Show the lines below that contain the string "floor".
----
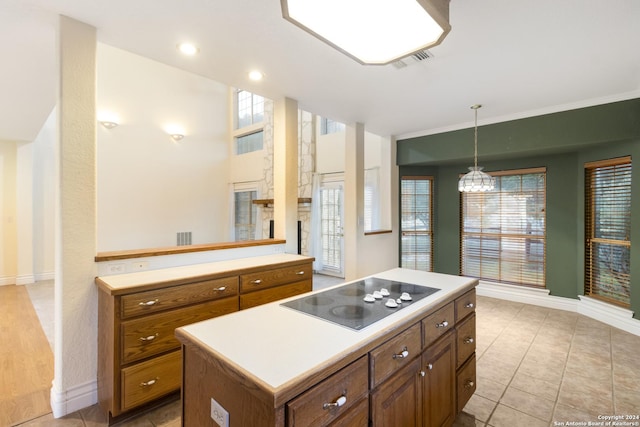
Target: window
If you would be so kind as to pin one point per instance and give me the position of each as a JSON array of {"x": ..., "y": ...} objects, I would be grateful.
[
  {"x": 249, "y": 142},
  {"x": 249, "y": 109},
  {"x": 608, "y": 227},
  {"x": 371, "y": 199},
  {"x": 249, "y": 134},
  {"x": 328, "y": 126},
  {"x": 416, "y": 247},
  {"x": 245, "y": 215},
  {"x": 503, "y": 232}
]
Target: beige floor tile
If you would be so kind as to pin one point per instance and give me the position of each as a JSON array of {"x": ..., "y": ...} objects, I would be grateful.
[
  {"x": 586, "y": 395},
  {"x": 489, "y": 388},
  {"x": 565, "y": 414},
  {"x": 505, "y": 416},
  {"x": 530, "y": 404},
  {"x": 480, "y": 407},
  {"x": 535, "y": 386},
  {"x": 626, "y": 401}
]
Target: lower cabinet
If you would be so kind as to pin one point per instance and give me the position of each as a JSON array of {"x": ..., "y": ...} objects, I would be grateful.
[
  {"x": 439, "y": 382},
  {"x": 398, "y": 402}
]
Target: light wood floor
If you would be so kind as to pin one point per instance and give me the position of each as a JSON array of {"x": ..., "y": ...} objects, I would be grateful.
[{"x": 26, "y": 360}]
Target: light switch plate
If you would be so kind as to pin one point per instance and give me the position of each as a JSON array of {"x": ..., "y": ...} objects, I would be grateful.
[{"x": 219, "y": 414}]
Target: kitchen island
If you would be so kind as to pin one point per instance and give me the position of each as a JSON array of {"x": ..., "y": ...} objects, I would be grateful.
[{"x": 276, "y": 366}]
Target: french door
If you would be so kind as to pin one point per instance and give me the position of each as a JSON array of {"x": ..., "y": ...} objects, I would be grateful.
[{"x": 331, "y": 228}]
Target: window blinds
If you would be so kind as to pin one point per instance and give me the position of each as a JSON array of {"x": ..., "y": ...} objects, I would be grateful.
[
  {"x": 503, "y": 232},
  {"x": 607, "y": 233}
]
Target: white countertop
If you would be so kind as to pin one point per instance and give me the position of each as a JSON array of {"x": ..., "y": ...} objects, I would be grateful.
[
  {"x": 118, "y": 282},
  {"x": 277, "y": 344}
]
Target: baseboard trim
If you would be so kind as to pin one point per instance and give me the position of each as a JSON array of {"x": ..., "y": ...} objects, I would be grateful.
[
  {"x": 606, "y": 313},
  {"x": 25, "y": 279},
  {"x": 64, "y": 402}
]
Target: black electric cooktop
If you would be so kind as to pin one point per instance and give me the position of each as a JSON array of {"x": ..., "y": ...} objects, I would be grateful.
[{"x": 346, "y": 305}]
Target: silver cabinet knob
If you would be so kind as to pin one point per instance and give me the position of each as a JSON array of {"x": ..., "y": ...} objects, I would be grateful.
[{"x": 444, "y": 324}]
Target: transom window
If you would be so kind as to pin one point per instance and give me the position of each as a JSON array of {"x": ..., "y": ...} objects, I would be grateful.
[
  {"x": 416, "y": 222},
  {"x": 503, "y": 232},
  {"x": 249, "y": 108},
  {"x": 608, "y": 230}
]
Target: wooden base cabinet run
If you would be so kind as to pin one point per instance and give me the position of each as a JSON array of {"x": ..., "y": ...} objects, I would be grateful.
[
  {"x": 420, "y": 373},
  {"x": 139, "y": 358}
]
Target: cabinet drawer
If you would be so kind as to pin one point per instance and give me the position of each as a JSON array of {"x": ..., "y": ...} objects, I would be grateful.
[
  {"x": 466, "y": 339},
  {"x": 177, "y": 296},
  {"x": 274, "y": 277},
  {"x": 148, "y": 380},
  {"x": 465, "y": 305},
  {"x": 466, "y": 382},
  {"x": 318, "y": 405},
  {"x": 273, "y": 294},
  {"x": 154, "y": 334},
  {"x": 394, "y": 354},
  {"x": 438, "y": 323}
]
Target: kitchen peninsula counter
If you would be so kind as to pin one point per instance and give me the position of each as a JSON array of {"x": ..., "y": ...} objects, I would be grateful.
[{"x": 275, "y": 353}]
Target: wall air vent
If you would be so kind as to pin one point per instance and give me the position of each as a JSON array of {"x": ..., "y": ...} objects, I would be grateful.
----
- **Response box**
Target: beige floor tile
Target: light wood floor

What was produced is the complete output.